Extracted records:
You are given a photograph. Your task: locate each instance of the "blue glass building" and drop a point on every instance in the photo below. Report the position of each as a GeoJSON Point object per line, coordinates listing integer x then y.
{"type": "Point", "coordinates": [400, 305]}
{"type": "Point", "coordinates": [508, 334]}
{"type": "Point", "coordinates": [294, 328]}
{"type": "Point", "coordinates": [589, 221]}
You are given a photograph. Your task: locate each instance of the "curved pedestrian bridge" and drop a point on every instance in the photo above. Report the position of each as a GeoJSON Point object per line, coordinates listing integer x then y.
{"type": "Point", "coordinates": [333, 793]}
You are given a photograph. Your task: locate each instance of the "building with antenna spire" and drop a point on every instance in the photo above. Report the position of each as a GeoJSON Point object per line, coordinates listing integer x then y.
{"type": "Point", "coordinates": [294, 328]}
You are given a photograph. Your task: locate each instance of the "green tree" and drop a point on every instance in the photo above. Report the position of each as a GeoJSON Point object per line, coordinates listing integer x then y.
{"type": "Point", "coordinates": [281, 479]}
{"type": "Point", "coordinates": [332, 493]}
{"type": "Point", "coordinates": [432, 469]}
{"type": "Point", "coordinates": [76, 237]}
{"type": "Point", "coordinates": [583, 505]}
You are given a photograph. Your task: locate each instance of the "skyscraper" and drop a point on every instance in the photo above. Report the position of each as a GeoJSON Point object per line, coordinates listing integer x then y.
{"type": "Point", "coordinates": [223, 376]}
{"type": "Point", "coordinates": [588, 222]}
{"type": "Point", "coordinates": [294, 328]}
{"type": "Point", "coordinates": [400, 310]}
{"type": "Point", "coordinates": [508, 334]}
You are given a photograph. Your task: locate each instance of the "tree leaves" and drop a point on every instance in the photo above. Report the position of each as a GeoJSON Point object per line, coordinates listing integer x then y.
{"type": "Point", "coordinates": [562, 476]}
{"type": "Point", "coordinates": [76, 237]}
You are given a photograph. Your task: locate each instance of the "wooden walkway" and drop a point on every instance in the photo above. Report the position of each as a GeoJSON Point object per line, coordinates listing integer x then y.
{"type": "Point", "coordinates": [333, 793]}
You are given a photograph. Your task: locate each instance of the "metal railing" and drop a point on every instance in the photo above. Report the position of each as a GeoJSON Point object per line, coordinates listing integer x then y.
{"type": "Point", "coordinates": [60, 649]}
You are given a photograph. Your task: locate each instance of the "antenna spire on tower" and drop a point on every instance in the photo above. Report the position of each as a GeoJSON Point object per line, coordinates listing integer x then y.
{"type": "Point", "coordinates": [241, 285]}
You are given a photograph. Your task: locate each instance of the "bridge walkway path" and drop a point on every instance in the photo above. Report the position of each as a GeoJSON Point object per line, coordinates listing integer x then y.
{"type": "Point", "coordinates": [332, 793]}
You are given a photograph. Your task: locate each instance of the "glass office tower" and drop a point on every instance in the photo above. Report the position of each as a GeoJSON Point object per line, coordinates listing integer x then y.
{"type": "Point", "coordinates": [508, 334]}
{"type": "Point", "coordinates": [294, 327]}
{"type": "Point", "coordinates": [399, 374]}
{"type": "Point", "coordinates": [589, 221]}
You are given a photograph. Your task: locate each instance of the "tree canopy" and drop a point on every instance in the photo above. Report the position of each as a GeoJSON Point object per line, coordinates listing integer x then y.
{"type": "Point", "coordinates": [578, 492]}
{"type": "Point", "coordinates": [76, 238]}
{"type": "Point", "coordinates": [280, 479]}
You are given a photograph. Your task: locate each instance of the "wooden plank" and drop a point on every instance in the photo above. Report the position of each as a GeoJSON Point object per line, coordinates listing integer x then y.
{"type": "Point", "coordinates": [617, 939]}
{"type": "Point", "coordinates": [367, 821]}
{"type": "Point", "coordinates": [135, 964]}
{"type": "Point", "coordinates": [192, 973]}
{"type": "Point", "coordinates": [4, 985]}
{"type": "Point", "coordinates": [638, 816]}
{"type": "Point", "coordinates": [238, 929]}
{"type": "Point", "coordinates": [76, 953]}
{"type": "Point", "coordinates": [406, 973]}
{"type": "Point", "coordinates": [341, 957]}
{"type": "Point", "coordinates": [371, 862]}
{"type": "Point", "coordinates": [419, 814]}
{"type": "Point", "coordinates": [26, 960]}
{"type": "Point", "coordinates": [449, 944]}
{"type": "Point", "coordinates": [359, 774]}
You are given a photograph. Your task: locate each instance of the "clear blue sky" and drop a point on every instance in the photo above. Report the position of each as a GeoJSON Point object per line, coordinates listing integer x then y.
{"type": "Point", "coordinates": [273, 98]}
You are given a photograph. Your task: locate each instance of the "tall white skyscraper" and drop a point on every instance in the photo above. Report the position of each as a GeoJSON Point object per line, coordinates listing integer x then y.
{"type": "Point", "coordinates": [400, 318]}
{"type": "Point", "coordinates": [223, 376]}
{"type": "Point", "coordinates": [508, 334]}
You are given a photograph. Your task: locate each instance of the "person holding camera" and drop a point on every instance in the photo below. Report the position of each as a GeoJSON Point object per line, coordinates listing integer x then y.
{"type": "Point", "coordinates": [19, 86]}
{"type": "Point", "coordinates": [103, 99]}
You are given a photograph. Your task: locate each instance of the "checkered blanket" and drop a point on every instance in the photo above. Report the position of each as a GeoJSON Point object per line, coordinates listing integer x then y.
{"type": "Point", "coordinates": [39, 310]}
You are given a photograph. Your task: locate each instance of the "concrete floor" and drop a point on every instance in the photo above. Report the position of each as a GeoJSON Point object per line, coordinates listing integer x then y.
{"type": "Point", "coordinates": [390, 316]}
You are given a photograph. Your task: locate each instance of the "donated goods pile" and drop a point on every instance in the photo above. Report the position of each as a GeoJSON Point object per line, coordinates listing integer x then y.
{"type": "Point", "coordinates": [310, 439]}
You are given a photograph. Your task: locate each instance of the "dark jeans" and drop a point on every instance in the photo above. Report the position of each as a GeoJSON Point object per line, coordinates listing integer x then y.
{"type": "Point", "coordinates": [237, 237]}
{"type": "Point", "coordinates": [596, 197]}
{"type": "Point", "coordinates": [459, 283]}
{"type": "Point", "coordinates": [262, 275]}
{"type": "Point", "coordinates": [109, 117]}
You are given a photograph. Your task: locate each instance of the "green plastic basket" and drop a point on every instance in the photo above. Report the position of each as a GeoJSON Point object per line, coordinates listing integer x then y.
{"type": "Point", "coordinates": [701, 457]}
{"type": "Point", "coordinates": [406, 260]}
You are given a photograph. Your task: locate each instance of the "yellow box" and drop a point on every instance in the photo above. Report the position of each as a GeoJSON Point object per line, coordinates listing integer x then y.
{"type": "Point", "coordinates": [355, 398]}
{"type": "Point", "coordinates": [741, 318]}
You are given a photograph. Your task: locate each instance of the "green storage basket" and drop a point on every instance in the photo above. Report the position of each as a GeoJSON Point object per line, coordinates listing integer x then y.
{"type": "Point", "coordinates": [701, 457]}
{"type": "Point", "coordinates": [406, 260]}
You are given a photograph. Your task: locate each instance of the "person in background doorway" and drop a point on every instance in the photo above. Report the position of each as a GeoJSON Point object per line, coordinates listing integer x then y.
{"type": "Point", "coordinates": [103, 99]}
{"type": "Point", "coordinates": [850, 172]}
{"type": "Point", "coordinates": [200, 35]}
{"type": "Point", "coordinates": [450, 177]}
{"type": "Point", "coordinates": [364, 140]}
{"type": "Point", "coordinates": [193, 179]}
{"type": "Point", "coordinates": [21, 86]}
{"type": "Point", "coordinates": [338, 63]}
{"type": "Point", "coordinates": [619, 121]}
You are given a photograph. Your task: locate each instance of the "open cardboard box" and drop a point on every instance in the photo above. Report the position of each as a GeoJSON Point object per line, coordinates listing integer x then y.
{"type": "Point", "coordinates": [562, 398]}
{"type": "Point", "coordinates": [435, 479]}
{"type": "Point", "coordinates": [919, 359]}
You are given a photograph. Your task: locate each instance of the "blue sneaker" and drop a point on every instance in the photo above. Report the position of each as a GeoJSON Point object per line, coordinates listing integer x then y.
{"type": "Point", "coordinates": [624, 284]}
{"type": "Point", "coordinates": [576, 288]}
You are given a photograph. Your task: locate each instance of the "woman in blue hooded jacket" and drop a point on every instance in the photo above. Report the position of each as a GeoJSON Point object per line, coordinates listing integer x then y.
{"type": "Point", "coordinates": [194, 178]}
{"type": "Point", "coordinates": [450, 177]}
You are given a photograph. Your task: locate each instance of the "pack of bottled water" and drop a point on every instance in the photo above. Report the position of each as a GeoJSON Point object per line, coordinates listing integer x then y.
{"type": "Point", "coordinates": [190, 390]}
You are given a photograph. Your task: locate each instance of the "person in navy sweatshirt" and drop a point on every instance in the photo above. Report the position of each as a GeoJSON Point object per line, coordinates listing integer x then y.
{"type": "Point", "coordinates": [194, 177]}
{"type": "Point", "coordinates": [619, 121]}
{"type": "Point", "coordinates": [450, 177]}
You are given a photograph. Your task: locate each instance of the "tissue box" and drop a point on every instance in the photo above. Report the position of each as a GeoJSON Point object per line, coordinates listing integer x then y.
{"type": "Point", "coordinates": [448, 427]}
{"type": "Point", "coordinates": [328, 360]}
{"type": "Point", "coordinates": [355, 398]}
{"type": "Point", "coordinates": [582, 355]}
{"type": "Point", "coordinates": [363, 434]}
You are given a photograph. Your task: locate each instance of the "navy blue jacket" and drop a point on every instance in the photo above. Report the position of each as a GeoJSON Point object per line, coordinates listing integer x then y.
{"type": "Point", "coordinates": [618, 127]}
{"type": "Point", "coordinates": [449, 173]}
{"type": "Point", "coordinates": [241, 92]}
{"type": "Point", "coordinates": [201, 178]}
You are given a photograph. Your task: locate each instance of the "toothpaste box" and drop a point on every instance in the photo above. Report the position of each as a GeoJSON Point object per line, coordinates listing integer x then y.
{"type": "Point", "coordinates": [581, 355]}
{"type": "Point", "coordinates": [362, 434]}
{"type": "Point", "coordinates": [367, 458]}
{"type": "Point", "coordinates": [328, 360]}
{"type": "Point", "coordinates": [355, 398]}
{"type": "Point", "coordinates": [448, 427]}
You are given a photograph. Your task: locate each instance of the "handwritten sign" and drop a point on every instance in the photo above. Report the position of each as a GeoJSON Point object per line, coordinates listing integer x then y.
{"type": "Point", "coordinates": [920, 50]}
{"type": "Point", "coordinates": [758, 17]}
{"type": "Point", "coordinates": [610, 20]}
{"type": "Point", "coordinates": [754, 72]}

◆ Short task: Show every line of the items above that contains the string "donated", matching case exactly.

◆ Written answer:
You are given a photograph. Your task: locate each instance of the "donated goods pile" and drop a point on every instance in the photo above. Report the position of each as a GeoJSON Point object per line, coordinates listing integer x then y.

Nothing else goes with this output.